■ **REQUIREMENT**: Give back every record precisely.

Segmentation mask data
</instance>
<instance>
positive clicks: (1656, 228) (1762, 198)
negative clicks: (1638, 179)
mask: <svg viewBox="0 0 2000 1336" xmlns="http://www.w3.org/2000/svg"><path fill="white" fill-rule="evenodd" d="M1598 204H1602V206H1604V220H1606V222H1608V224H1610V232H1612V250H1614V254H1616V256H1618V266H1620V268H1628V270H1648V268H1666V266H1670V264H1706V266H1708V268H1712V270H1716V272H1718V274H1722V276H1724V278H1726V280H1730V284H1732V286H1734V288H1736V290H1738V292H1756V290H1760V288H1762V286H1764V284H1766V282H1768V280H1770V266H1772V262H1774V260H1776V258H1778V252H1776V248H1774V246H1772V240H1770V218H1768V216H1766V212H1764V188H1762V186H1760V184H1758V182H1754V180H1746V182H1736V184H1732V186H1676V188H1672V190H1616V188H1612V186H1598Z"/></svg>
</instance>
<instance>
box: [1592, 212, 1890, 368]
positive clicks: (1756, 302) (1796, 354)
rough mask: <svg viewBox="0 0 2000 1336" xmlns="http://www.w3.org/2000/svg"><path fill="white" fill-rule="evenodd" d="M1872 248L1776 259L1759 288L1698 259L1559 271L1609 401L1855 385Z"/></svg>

■ **SOLVED EXERCISE**:
</instance>
<instance>
positive clicks: (1656, 228) (1762, 198)
negative clicks: (1638, 179)
mask: <svg viewBox="0 0 2000 1336" xmlns="http://www.w3.org/2000/svg"><path fill="white" fill-rule="evenodd" d="M1598 204H1602V206H1604V220H1606V222H1608V224H1610V232H1612V250H1614V254H1616V256H1618V266H1620V268H1628V270H1648V268H1666V266H1670V264H1706V266H1708V268H1712V270H1716V272H1718V274H1722V276H1724V278H1726V280H1730V284H1732V286H1734V288H1736V290H1738V292H1756V290H1760V288H1762V286H1764V284H1766V282H1768V280H1770V266H1772V262H1774V260H1776V258H1778V252H1776V248H1774V246H1772V240H1770V218H1768V216H1766V212H1764V188H1762V186H1760V184H1758V182H1754V180H1746V182H1736V184H1732V186H1676V188H1672V190H1616V188H1612V186H1598Z"/></svg>
</instance>
<instance>
box: [1592, 212, 1890, 368]
positive clicks: (1756, 302) (1796, 354)
rough mask: <svg viewBox="0 0 2000 1336" xmlns="http://www.w3.org/2000/svg"><path fill="white" fill-rule="evenodd" d="M1872 248L1776 259L1759 288L1698 259L1559 271L1609 401L1855 385Z"/></svg>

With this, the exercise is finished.